» **ACTIVITY**:
Which lines of the data contain the string "shirt"? Show each of them.

↓↓↓

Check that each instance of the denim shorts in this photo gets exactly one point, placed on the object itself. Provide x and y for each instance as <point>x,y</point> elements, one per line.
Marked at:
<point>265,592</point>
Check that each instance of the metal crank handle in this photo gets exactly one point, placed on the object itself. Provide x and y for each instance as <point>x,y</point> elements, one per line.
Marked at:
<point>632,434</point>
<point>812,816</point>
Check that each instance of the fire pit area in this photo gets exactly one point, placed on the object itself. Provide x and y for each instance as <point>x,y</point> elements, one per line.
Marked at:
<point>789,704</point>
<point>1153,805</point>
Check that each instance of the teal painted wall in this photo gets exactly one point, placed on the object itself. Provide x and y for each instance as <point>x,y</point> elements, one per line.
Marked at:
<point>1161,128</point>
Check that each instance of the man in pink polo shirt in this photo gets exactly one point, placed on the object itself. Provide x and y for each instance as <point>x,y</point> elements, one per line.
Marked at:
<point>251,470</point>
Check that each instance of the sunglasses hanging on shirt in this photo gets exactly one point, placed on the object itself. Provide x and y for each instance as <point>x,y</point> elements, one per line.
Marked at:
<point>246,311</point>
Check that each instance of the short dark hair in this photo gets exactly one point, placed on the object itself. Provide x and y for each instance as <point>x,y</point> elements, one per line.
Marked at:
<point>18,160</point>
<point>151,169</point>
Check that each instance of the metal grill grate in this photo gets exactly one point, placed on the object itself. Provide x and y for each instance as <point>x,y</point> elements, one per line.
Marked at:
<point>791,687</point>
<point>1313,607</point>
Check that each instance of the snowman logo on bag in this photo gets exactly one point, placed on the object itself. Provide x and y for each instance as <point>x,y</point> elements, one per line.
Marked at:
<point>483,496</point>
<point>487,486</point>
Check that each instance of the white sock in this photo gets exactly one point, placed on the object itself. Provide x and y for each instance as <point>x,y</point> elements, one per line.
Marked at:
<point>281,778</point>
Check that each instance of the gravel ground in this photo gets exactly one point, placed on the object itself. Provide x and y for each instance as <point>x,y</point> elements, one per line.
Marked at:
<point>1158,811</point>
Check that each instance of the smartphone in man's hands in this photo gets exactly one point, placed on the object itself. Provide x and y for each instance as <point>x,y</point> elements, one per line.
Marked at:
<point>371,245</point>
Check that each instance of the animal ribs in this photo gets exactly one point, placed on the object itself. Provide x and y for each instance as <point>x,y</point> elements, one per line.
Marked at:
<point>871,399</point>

↑↑↑

» **ANSWER TO THE EXERCISE**:
Check that each instance of the man in pink polo shirt in this photo gets exactly one point, placed on the object itself. Provide x and y for each instance as <point>x,y</point> elements, one per line.
Check that each instance of the sunglasses hanging on shirt in this photo gets exactly one point, placed on the object itself. Provide x and y for each instance as <point>x,y</point> elements, one per line.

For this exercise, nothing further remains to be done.